*Stored data entries*

* * * *

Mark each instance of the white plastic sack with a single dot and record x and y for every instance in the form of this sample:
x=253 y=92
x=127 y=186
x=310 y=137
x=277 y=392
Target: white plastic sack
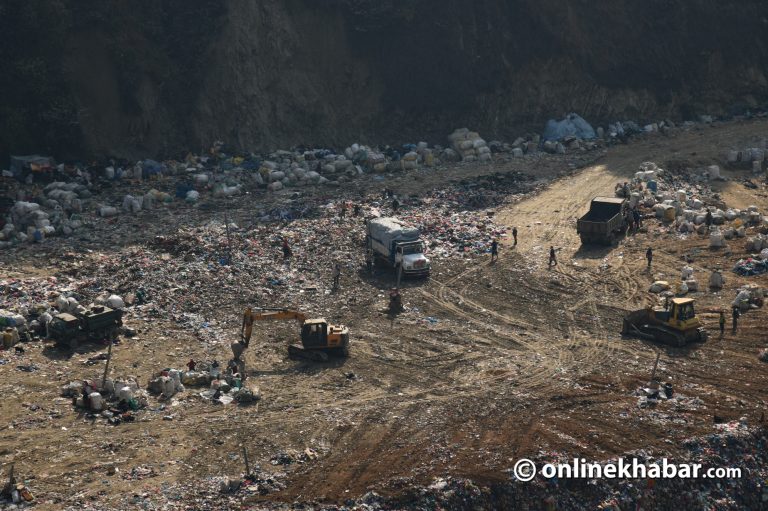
x=716 y=280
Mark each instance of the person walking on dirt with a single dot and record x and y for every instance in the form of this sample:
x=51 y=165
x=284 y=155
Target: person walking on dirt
x=552 y=258
x=286 y=249
x=369 y=262
x=722 y=324
x=336 y=276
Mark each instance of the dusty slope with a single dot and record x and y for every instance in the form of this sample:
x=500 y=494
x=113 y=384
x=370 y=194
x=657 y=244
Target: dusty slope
x=146 y=78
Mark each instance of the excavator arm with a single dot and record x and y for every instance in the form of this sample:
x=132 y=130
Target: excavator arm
x=251 y=315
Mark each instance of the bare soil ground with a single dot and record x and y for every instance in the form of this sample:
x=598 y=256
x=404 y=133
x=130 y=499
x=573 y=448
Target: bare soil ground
x=491 y=362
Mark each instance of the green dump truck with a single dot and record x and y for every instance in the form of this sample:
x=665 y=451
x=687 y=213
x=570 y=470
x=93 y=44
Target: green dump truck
x=96 y=323
x=604 y=222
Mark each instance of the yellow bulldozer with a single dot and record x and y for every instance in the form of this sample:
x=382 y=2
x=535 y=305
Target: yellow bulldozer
x=676 y=325
x=318 y=338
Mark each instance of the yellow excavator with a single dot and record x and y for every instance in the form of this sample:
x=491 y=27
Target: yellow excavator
x=318 y=338
x=677 y=325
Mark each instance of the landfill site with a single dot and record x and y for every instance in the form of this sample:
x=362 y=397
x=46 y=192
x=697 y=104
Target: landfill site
x=228 y=320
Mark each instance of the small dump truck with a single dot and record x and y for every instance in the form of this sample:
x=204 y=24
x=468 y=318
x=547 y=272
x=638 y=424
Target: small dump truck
x=98 y=322
x=604 y=222
x=395 y=243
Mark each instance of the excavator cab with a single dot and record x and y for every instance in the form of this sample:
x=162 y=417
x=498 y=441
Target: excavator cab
x=676 y=326
x=314 y=333
x=680 y=316
x=318 y=338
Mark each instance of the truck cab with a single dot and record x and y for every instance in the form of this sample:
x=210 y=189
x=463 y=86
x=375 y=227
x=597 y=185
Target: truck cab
x=398 y=245
x=411 y=256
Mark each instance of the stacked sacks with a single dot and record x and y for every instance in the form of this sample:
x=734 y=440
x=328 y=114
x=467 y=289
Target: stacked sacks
x=30 y=223
x=68 y=195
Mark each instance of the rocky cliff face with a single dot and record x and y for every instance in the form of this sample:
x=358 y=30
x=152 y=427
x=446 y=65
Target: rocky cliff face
x=149 y=77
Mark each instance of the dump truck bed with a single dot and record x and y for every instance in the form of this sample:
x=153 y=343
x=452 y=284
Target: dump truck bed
x=603 y=219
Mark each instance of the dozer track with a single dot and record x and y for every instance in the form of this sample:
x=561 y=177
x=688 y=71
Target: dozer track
x=657 y=333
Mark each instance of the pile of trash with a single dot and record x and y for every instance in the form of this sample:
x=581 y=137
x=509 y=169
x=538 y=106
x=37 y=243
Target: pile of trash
x=749 y=296
x=469 y=145
x=749 y=267
x=224 y=387
x=752 y=157
x=572 y=127
x=682 y=204
x=116 y=401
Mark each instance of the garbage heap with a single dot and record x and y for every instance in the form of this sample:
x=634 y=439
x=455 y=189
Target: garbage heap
x=683 y=204
x=755 y=158
x=57 y=212
x=115 y=400
x=225 y=387
x=469 y=145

* * * *

*WHAT THE EXERCISE ASKS*
The response should be an exact copy of the lines from the one with "Mark each instance of the pile" through the end of the data, with no other text.

*RESULT FOR THIS EXERCISE*
Mark each instance of the pile of trash with a single dot and record x and y for every instance in the form of this sample:
x=581 y=137
x=509 y=169
x=538 y=106
x=37 y=243
Target: pile of trash
x=749 y=296
x=469 y=145
x=749 y=267
x=224 y=387
x=752 y=157
x=572 y=127
x=682 y=204
x=116 y=401
Mark each instance of the garbage heap with a single dot and record x and y for every instance in the form of this sample:
x=634 y=439
x=455 y=189
Target: garbage heap
x=683 y=204
x=755 y=158
x=57 y=212
x=115 y=400
x=225 y=387
x=469 y=145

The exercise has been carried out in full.